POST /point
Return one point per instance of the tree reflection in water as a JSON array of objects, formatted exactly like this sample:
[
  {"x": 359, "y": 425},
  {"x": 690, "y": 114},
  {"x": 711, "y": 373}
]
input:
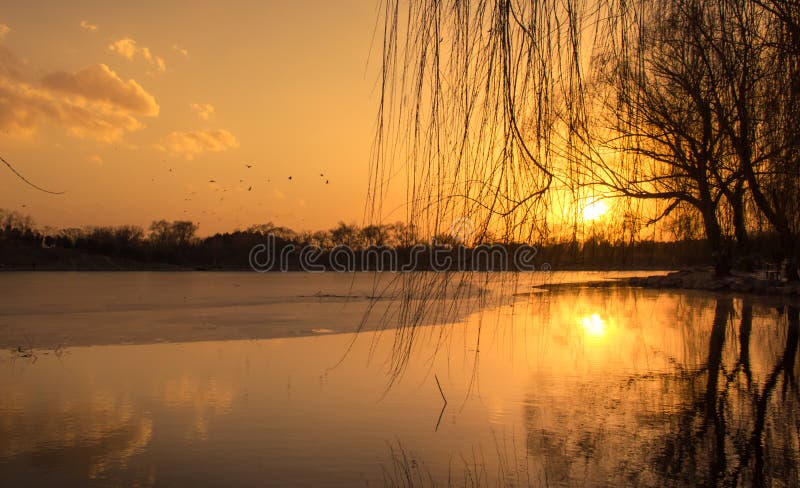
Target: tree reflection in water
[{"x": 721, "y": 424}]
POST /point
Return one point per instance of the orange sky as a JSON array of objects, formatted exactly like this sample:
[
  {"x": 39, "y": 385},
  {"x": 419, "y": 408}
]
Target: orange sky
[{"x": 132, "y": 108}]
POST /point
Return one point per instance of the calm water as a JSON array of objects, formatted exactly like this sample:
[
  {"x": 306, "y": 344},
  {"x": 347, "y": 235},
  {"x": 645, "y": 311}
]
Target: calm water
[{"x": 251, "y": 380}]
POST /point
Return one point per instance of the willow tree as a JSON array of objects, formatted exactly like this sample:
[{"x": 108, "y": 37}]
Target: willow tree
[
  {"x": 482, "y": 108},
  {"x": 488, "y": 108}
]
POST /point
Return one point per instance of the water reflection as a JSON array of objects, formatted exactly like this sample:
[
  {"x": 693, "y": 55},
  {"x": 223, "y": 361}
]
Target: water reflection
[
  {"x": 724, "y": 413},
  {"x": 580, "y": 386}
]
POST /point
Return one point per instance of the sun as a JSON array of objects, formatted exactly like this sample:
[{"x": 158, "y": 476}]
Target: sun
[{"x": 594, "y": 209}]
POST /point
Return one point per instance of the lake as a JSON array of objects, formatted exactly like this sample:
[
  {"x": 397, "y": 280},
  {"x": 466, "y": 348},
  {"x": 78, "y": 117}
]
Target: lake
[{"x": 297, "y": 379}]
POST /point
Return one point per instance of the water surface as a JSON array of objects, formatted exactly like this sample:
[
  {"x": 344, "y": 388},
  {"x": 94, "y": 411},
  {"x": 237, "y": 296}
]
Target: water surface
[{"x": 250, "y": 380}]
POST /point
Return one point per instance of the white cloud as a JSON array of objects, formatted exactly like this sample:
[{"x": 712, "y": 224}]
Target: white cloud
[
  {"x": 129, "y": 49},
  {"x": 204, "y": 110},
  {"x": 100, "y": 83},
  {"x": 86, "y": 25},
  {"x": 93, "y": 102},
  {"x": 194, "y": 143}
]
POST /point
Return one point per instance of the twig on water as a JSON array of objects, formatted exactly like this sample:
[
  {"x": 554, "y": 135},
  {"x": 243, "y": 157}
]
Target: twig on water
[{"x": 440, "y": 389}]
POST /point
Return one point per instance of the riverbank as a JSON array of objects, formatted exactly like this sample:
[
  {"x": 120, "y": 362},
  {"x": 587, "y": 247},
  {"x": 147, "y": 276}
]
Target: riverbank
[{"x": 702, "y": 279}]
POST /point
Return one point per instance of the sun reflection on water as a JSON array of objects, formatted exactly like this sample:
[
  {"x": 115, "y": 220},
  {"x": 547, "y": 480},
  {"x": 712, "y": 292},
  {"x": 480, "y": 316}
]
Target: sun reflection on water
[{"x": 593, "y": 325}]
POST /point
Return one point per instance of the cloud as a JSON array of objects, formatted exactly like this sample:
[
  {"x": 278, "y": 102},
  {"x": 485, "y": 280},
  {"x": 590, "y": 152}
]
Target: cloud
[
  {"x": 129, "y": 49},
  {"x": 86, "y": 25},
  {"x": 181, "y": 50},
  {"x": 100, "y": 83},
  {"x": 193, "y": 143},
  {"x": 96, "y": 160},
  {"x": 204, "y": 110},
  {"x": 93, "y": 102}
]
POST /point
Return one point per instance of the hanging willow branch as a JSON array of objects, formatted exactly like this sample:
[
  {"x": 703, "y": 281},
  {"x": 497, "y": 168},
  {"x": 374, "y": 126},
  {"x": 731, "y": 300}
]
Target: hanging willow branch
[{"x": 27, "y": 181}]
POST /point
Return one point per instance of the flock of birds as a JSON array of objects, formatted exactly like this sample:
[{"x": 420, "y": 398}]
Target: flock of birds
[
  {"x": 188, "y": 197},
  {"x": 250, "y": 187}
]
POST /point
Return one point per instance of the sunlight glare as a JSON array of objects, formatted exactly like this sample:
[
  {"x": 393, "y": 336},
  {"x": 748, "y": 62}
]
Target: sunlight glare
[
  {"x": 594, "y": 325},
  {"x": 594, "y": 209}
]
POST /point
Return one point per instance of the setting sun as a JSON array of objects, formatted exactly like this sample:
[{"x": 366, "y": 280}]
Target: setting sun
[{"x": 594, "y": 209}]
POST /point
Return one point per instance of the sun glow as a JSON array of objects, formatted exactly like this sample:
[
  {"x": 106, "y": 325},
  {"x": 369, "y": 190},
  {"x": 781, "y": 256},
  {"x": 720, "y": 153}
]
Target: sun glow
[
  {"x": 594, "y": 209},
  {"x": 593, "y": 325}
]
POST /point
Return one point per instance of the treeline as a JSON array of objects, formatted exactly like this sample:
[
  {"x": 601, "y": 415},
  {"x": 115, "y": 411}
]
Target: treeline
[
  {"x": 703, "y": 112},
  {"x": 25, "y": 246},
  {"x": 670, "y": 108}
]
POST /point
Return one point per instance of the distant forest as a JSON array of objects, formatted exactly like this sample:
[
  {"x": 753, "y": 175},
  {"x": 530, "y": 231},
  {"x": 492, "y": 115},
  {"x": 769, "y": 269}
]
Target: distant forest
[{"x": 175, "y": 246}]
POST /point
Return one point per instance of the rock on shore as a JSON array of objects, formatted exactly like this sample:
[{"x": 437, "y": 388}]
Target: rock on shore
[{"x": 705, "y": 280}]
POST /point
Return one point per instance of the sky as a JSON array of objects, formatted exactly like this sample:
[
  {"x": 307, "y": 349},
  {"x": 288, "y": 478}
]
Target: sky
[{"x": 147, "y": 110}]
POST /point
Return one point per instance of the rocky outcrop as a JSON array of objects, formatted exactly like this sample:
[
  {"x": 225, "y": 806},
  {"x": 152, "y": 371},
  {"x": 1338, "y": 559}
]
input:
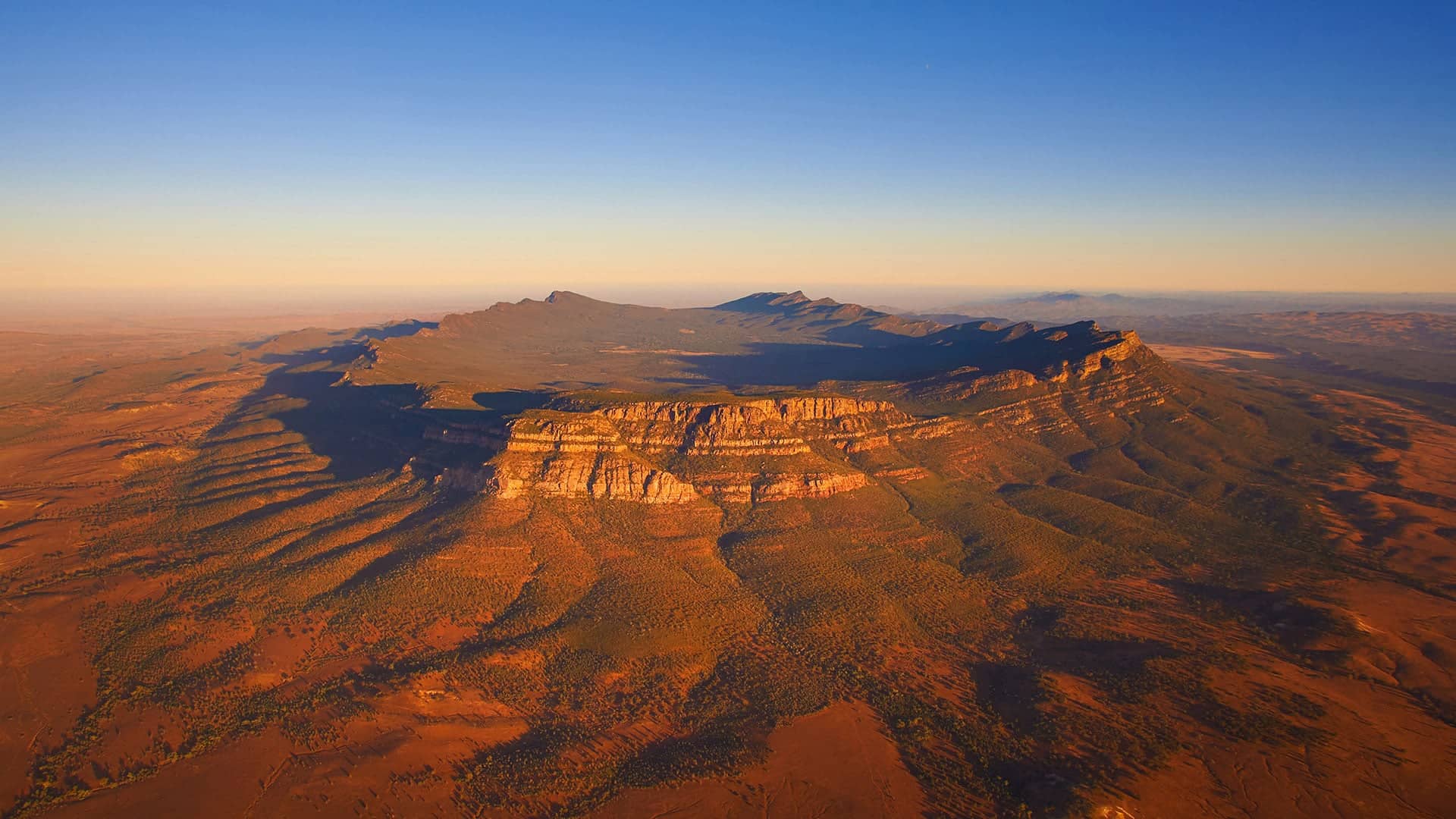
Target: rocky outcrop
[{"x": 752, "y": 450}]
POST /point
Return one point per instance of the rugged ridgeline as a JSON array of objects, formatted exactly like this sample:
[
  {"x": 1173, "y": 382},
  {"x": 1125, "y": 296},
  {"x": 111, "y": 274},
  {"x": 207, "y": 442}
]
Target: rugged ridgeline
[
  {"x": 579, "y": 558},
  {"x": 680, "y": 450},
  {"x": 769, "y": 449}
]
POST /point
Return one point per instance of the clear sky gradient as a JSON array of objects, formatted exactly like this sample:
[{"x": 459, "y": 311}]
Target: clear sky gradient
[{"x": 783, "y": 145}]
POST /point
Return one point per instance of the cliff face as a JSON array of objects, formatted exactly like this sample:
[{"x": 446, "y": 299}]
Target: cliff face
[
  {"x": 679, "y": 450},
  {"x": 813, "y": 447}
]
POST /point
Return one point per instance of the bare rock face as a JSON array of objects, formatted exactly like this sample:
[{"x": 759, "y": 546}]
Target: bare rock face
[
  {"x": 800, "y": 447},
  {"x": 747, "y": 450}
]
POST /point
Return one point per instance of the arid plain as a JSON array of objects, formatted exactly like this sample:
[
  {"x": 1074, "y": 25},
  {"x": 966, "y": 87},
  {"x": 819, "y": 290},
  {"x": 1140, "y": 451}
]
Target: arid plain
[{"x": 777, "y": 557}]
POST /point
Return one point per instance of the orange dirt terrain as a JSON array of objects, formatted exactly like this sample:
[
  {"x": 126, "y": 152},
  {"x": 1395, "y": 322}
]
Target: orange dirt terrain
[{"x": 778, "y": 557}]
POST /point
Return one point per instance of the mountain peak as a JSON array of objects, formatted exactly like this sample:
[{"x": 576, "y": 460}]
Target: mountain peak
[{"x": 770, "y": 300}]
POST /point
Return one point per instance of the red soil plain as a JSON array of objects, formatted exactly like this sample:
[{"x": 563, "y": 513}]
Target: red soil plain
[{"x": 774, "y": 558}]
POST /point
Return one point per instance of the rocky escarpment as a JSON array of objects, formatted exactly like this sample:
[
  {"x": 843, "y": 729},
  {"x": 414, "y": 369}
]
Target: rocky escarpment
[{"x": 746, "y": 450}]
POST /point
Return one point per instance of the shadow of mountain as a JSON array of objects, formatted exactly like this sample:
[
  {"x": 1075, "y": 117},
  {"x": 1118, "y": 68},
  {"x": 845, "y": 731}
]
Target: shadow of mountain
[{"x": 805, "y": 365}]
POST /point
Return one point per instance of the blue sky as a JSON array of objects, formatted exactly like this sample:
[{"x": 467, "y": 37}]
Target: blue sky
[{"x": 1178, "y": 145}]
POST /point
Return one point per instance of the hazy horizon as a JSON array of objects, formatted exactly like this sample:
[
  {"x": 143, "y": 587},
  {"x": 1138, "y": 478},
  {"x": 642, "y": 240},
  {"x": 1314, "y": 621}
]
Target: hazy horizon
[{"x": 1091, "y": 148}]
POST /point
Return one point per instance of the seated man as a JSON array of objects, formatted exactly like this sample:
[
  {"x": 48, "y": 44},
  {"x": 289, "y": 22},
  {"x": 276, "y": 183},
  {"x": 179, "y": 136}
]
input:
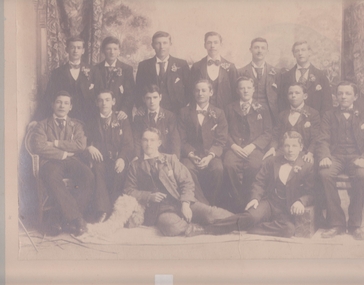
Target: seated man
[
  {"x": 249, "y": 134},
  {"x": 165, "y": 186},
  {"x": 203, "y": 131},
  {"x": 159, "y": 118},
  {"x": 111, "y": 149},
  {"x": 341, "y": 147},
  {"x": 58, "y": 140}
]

GIVEN INSTRUCTION:
Extract every line of the items above that contains the word "soil", matching case exactly.

OUTPUT BELOW:
Return one point per instance of the red soil plain as a JSON array of objects, formatted exactly like this sample:
Target: red soil plain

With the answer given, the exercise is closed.